* begin Data lines *

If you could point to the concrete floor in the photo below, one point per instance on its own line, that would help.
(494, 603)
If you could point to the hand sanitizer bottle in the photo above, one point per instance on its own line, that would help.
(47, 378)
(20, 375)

* end Data lines *

Given request: Write out all of the data above again, line for line, with no changes.

Solved exercise:
If you could point to the concrete floor in the photo below, one point per instance on its own line, that would help.
(494, 603)
If you could point to the hand sanitizer bottle in the photo above, one point per instance on its own line, that would help.
(47, 378)
(20, 375)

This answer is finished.